§ **YOUR ASSIGNMENT**
Continue the text about women's safety on the streets at night from the point where it stops.

§ **SOURCE PASSAGE**
I was a student at Manipal thirty five years ago. The college library used to be open till 1 am. Taking a break from studies, we would step down to the road to eat boiled eggs and rubbery toast, and drink some hot syrupy tea. After the library closed for the day, we would walk back to our hostels. When we worked nights at the hospital, we visited these food carts at all times of the night whenever our youthful stomachs groaned with hunger.
When disturbing incidents like the rape and abduction of an unsuspecting young woman in Manipal is reported, I sometimes hear the negative perceptions of some ‘educated’ men and women, about women’s attire or their presence on the streets so late at night.
In the early 2000s, after several decades of sari-wearing adult life in India, I lived off and on for three years in Scandinavia. Just the experience of living in a country with a different dress code from ours, and constantly seeing western attire from beach wear to formal wear made this imagery a part of my subconscious. That is how easy it can be.
In Oslo, after being invited for dinner, I often went home alone by bus or subway as late as 1 am. Many other guests did the same. Closer home, about six years ago, I was doing field work in Valsad, a small coastal town in Gujarat. I had to take a 4 am-train to Ahmedabad. The two young women who worked with me offered to drop me off at the railway station on their scooters. When I said I had to carry a rather large suitcase, they said: “Ma’am, both of us will come (from different parts of town) and one of us will take you and the other the suitcase.” I marveled at their offer because as a Bangalorean, I could not have offered similar. Not only were these young mothers willing to come at 3 am on their two-wheelers to take me, they were also quite sure their families would let them do so without apprehension. Though I took an auto rickshaw from the hotel to the station at 3 am, I could see women on scooters going around town as late as 11 at night, in that small town. That is how easy it can be.

Stored items

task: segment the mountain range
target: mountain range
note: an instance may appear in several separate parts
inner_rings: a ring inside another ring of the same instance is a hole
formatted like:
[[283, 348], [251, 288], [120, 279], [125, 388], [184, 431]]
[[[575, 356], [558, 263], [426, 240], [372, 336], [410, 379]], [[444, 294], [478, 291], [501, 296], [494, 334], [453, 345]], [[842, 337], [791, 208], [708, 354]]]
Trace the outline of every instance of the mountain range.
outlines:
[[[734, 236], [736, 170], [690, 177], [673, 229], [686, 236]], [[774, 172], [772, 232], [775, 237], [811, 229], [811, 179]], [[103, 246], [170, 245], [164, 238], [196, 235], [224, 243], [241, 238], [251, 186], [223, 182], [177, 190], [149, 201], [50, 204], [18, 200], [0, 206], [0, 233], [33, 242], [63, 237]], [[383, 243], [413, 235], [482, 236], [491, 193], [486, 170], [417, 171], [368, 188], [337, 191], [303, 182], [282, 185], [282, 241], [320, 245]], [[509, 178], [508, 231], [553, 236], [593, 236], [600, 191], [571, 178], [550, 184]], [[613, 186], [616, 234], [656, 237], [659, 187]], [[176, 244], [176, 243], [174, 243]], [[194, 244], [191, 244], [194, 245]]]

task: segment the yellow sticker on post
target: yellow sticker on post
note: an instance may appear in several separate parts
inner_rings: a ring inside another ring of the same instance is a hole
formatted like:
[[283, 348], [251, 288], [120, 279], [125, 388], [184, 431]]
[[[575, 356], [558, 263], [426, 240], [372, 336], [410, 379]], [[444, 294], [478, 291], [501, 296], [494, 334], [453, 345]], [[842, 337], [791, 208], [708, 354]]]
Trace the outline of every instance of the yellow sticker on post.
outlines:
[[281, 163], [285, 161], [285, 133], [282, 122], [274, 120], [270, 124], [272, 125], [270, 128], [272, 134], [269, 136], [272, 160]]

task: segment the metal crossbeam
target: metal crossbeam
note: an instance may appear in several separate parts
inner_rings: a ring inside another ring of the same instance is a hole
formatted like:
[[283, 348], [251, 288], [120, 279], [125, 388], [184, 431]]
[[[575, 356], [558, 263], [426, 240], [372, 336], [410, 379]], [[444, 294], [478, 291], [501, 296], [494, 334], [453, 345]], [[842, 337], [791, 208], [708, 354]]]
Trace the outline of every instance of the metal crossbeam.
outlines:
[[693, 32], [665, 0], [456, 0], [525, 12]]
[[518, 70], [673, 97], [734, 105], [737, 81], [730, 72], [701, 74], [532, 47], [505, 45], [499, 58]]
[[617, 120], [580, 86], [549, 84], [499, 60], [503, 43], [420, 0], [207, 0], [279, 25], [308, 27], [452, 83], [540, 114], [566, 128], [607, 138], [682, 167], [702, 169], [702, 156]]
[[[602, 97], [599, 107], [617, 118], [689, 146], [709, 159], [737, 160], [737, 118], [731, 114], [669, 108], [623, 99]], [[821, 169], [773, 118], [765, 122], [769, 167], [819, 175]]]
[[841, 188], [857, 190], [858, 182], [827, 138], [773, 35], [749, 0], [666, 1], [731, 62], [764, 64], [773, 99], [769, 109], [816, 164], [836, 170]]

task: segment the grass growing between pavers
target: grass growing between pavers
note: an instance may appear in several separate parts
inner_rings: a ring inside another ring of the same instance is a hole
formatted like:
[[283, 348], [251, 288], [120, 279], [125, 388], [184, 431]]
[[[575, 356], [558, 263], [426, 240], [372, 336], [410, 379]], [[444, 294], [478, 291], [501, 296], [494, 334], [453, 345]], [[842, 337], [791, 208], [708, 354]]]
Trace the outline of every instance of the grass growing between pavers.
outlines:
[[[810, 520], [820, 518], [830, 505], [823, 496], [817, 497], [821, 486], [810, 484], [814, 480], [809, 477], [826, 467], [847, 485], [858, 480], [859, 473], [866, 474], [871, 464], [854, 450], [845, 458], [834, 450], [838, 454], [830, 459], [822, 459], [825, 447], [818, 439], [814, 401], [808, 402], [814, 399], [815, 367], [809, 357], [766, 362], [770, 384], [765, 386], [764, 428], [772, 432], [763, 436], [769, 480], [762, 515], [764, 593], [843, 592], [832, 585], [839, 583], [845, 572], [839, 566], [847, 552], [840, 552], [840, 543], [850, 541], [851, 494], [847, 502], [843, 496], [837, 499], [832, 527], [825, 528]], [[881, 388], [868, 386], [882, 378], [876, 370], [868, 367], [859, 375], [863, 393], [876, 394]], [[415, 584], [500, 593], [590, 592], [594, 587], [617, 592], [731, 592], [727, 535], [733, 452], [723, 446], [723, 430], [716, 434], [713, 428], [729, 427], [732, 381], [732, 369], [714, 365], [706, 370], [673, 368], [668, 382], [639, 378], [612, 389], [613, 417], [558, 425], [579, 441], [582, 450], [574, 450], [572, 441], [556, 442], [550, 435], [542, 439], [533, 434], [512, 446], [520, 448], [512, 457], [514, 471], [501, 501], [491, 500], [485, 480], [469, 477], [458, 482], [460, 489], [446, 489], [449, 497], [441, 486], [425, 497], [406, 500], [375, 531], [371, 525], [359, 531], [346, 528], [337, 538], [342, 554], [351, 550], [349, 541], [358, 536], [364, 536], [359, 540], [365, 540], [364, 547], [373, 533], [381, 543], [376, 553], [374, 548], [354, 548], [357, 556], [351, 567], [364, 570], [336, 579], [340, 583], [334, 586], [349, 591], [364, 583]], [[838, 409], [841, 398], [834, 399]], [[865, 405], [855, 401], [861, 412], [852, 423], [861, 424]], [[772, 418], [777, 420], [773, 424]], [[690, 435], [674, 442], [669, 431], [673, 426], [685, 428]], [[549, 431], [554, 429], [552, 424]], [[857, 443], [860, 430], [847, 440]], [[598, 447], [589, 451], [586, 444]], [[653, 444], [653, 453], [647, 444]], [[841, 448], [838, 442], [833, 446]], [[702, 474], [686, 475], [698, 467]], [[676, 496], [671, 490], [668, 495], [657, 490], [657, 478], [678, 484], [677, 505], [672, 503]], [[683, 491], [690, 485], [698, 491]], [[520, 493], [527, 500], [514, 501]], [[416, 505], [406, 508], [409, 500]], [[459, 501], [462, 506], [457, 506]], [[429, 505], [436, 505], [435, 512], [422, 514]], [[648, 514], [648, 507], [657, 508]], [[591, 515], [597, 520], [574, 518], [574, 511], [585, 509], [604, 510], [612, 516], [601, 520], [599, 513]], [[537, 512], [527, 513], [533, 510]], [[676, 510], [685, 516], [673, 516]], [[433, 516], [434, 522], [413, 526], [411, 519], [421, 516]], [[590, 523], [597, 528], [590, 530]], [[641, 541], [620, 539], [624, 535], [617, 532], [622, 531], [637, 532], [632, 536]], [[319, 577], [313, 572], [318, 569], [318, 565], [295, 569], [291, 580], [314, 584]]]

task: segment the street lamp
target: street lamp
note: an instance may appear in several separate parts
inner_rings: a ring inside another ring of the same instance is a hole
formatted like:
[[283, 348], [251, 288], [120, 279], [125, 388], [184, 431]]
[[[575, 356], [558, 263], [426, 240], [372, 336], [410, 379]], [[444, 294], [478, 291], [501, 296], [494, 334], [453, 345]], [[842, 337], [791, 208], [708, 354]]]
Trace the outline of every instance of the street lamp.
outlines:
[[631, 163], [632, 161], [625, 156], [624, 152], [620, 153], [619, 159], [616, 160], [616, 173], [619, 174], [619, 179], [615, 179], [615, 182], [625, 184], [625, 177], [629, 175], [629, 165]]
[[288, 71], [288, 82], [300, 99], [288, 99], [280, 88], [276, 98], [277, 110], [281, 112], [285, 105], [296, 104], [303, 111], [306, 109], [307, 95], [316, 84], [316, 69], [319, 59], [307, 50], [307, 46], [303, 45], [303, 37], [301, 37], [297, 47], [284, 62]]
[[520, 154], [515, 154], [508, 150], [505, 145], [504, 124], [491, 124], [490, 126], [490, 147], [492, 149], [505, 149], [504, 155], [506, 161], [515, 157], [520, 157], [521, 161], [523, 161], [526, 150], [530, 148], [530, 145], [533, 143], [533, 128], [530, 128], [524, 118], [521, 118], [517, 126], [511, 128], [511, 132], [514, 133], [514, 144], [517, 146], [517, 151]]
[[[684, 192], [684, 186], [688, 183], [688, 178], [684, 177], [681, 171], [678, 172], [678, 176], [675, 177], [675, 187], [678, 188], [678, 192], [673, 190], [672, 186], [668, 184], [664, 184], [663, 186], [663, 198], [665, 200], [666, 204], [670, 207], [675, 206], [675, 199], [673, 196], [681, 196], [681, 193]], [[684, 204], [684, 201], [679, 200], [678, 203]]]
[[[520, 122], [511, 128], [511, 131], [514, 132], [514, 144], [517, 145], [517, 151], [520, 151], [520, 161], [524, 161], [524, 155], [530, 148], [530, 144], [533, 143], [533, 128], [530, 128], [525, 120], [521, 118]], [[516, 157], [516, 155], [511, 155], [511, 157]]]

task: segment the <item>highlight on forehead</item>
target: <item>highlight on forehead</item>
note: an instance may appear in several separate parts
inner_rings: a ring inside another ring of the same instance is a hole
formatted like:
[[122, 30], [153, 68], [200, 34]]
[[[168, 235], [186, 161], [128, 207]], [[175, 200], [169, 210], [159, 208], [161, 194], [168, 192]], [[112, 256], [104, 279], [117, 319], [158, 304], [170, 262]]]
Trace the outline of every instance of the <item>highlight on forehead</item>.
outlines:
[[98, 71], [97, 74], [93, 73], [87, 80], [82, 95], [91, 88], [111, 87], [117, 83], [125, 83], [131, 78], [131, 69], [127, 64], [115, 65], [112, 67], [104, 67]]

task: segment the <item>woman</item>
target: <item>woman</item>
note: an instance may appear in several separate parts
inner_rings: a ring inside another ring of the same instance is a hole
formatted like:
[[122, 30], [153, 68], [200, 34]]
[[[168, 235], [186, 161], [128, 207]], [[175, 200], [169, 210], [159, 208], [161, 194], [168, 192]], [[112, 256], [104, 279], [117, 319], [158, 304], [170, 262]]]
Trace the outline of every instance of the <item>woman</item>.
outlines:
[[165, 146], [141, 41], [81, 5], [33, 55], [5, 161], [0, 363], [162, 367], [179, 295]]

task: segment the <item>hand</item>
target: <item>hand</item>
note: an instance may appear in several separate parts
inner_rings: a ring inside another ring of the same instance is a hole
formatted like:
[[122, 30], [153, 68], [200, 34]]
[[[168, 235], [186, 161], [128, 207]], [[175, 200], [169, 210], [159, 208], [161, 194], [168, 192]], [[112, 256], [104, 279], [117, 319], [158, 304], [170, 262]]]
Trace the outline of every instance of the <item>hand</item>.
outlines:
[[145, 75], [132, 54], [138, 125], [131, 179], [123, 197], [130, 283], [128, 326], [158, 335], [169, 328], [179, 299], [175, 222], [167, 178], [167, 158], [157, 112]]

§ **OUTPUT OF THE EXERCISE**
It is not about what ‘they’ do or how ‘they’ dress, it is about what ‘we’ do and how ‘we’ think.
This is a genuine issue of safety for women in most parts of our country, where a woman can be abducted and raped from a public place just because she is physically less powerful and unable to resist. What leads to these acts? I know it has been said before, but I cannot help wondering. Is it the senseless glorification of violence in cinema and television that incites us? I stopped watching Kannada and Hindi television soaps several years ago because their regressive plots and dialogue made me cringe and left me disturbed.
What happens to the mind of a viewer who is constantly fed on a diet of rape, kidnap, cheating, selfishness, insensitivity, etc, through these media day after day? Or is it the perception that poor law and order will allow us to get away with anything? What happens to the attitude of a citizen who sees perpetrators of serious crimes either not brought to book or walking around free for years, maybe forever, after being booked?
There is an urgent need for self-regulation by the visual media. I say visual media in particular because it is the most accessible. And for self-reflection and action by the rest of us including and particularly, the police and the justice system. Then perhaps women of all ages will be free to walk around the streets of this country that prides itself on its ancient heritage and civilization.